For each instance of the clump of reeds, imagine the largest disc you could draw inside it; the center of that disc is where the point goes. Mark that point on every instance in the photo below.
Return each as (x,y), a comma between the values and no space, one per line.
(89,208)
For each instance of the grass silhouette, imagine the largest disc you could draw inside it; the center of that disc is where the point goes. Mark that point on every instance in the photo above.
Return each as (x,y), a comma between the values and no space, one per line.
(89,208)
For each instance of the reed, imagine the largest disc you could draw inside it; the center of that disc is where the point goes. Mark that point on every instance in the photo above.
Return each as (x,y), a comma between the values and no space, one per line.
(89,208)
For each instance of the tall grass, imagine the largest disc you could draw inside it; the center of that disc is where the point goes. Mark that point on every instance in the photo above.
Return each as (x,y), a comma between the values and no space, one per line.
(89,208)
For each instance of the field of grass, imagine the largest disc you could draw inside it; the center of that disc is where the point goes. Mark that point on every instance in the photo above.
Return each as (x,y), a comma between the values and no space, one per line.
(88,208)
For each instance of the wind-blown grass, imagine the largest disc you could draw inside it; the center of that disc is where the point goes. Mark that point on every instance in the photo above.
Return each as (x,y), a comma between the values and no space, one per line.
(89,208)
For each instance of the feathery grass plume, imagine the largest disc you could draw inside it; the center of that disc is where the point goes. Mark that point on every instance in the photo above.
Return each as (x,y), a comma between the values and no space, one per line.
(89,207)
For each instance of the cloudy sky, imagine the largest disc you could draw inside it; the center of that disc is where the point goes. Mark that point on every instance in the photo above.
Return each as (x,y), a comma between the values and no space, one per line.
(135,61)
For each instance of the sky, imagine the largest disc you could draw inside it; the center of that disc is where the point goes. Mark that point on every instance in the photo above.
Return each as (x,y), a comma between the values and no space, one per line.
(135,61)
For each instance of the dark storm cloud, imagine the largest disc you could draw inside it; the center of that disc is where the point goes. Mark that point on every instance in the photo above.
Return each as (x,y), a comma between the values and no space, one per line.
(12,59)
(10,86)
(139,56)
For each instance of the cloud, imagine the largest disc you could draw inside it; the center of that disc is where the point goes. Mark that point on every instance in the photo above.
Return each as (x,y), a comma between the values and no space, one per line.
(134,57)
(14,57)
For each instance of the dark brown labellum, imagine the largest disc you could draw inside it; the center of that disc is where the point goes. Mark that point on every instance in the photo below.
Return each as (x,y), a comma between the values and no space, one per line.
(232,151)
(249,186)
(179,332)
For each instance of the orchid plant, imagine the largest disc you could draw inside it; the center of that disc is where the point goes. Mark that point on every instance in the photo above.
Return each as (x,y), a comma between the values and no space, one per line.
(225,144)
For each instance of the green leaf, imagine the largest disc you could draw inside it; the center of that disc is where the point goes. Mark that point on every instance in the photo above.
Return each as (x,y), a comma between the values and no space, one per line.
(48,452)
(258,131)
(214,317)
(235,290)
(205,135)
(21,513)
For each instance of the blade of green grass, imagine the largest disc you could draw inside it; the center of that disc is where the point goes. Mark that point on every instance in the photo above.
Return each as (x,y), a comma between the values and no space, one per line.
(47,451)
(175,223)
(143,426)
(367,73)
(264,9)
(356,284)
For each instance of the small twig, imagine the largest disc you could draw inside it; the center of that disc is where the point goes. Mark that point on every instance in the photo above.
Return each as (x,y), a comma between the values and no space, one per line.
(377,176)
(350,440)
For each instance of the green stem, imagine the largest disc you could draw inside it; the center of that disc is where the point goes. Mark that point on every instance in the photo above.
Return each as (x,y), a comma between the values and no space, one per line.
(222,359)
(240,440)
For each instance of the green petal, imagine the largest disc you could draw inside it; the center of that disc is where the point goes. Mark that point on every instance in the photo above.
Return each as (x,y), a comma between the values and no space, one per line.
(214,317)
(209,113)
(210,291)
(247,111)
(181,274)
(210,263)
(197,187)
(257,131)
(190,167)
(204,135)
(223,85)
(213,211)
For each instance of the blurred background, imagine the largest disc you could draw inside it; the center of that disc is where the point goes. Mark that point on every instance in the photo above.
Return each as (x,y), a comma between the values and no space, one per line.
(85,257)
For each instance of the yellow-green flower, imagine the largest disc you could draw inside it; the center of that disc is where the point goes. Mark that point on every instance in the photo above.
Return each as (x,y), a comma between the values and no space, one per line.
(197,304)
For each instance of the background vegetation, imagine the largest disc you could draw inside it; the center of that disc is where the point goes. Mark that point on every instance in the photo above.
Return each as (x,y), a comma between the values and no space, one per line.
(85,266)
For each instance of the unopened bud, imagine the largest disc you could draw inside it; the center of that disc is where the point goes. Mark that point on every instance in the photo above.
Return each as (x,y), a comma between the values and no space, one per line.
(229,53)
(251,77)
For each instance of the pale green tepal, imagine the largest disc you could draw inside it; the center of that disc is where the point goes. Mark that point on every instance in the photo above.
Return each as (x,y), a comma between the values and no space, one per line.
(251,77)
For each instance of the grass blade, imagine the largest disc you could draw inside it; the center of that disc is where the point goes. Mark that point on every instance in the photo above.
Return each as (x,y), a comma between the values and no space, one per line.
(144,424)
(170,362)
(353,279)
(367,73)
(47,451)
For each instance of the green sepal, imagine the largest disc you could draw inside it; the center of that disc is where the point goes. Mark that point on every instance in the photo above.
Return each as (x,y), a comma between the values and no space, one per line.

→ **Work order**
Repeat the records exactly, leaving out none of them.

→ **Result**
For each instance of the clump of reeds, imagine the largest disc you could draw inside it; the center of that disc is where the point goes. Mark that point on every instance in the photo below.
Return each as (x,y), a comma between the values and no space, one per line.
(89,208)
For each instance of the grass silhouette, imagine the largest disc you could draw inside it; the center of that disc is where the point goes. Mark that point on every instance in the photo above.
Return each as (x,y), a comma between the values and no space, one per line.
(89,208)
For each instance of the reed, imagine the largest disc you could draw inside it; the center of that disc is where the point goes. Mark that point on every instance in the photo above.
Return each as (x,y), a comma between the values and no space, one per line.
(89,208)
For each instance of the tall grass, imagine the largest disc you could draw inside it; the center of that disc is where the point goes. Mark that point on every instance in the photo above.
Return each as (x,y), a comma between the values and no space, one per line.
(89,208)
For each instance of the field of grass, imagine the largest disc you could draw inside it; the center of that disc is where the point goes. Mark that point on every instance in the photo above.
Return each as (x,y), a comma between the values and no space, one per line.
(88,208)
For each instance of the wind-blown grass, imagine the largest disc you could draw inside it; the center of that disc is where the point goes. Mark that point on every instance in the photo above.
Return each as (x,y), a comma between the values and no space, one per line.
(89,208)
For each instance of the feathery grass plume, imagine the largest disc you could draw inside it; the center of that disc is where the point goes. Mark that point on every instance in the photo above.
Return each as (x,y), a comma between the values and no space, one per line.
(89,207)
For each instance of the cloudy sky, imagine the largest disc you could draw inside it; the center of that disc is where the point goes. Mark that point on every instance in the photo above.
Return each as (x,y), a comma between the values and no space, one per line.
(135,61)
For each instance of the sky, imagine the largest disc you could draw inside it; the center of that disc is where the point goes. Mark that point on every instance in the photo above.
Return each as (x,y), a comma between the values and no space, one per line.
(135,61)
For each instance of the dark storm cloud, imagine the largest disc you could draw inside it; the center of that disc is where the point goes. Mark that point on every instance in the photo above.
Return each as (x,y), a comma between the values and no space, one per line.
(12,59)
(10,86)
(139,56)
For each instance of the cloud, imagine the largest disc you could draw inside it; the center of that disc is where the point goes. Mark that point on every instance in the photo above.
Return each as (x,y), a comma between the values and no space, one per line.
(134,57)
(14,57)
For each instance of the dark brown labellum, imagine the largest disc you could draw inside it; the center of that disc is where the point goes. Mark that point on every instance in the photo below.
Return each as (x,y), a comma between the values and no space, one per line.
(232,151)
(249,186)
(179,332)
For each instance of the orchid plant, imagine the largest disc you could draw inside it; the center of that disc is where the point goes. Mark that point on every instance in the photo above.
Return each as (x,y), a comma between the values and no space, one per line.
(225,144)
For each instance of the green leaf, imagine the largest disc you could draw inside it; the center of that disc is where the point goes. Mark that point on every instance in the photo above.
Return each as (x,y), a comma between the values and no space, one per line.
(48,452)
(258,131)
(214,317)
(235,290)
(205,135)
(21,513)
For each instance of the blade of green grass, imagine the largest disc you could draw inside it; the center of that disc is where the point goes. Mark that point on every instance in the photo above.
Return each as (x,y), a comma between the values and no space, one per line.
(47,451)
(175,223)
(143,426)
(367,73)
(264,9)
(356,284)
For each instance of the small twig, imagine the largest disc you could draw inside it; the center of that disc is where the point goes. Mark that point on every instance in the photo above.
Return each as (x,y), a comma between the values and no space, one per line.
(377,176)
(350,440)
For each instance of the green stem, imagine the largest disc you could draw inside it; the center of that disc is where the point goes. Mark that point on every instance in the photo above.
Return each as (x,y), a comma between the values and no space, one per line.
(222,359)
(240,440)
For each instance of the green petal, imagine the largest disc you could draw inside it; the center of that disc is where the point goes. Mark that point on every instance in the photo above.
Return each as (x,y), a comma between the values and no space, one per line.
(214,317)
(209,113)
(210,291)
(247,111)
(181,274)
(210,263)
(197,187)
(257,131)
(190,167)
(204,135)
(223,85)
(213,211)
For each instance of the blurred background, imagine the largest disc you could draw inside it; the center of that disc is where the point goes. Mark that point on every instance in the photo above.
Return each as (x,y), a comma between the values and no space, one per line.
(85,257)
For each instance of the yellow-green flower, imagine the largest disc you could draw inside it; the center of that disc is where the point goes. Mark that point on every instance in the photo above.
Return each as (x,y), a comma between the values and no space, one per line.
(197,304)
For each instance of the background vegetation, imagine the largest disc you could draw inside it; the center of that disc is where the point goes. Mark that point on every instance in the photo above.
Return each as (x,y), a comma between the values and no space, one per line.
(85,266)
For each instance of the unopened bud, imagine the largest disc you could draw inside it; the center of that disc is where the point goes. Mark that point on every instance in the photo above.
Return each as (x,y), a comma between the values and no space, one per line.
(229,53)
(251,77)
For each instance of the pale green tepal, imagine the largest disc you could draw inside it; the center of that disc is where the point goes. Mark that point on every instance in the photo above.
Return each as (x,y), a comma between the values and no space, one per line.
(251,77)
For each instance of the grass blade, imagine the largest disc you could draw inside it; the center of that disc is where the point goes. Mark that point on every instance in the photo above.
Return each as (x,y), a comma between the values and no space, one per line.
(144,424)
(170,362)
(353,279)
(367,73)
(47,451)
For each instance of the green sepal, imagine the largest disc you could draw inside it; the center of that disc is where the point goes. Mark that point on every instance in the photo above.
Return each as (x,y), a comma between the values and no space, one per line.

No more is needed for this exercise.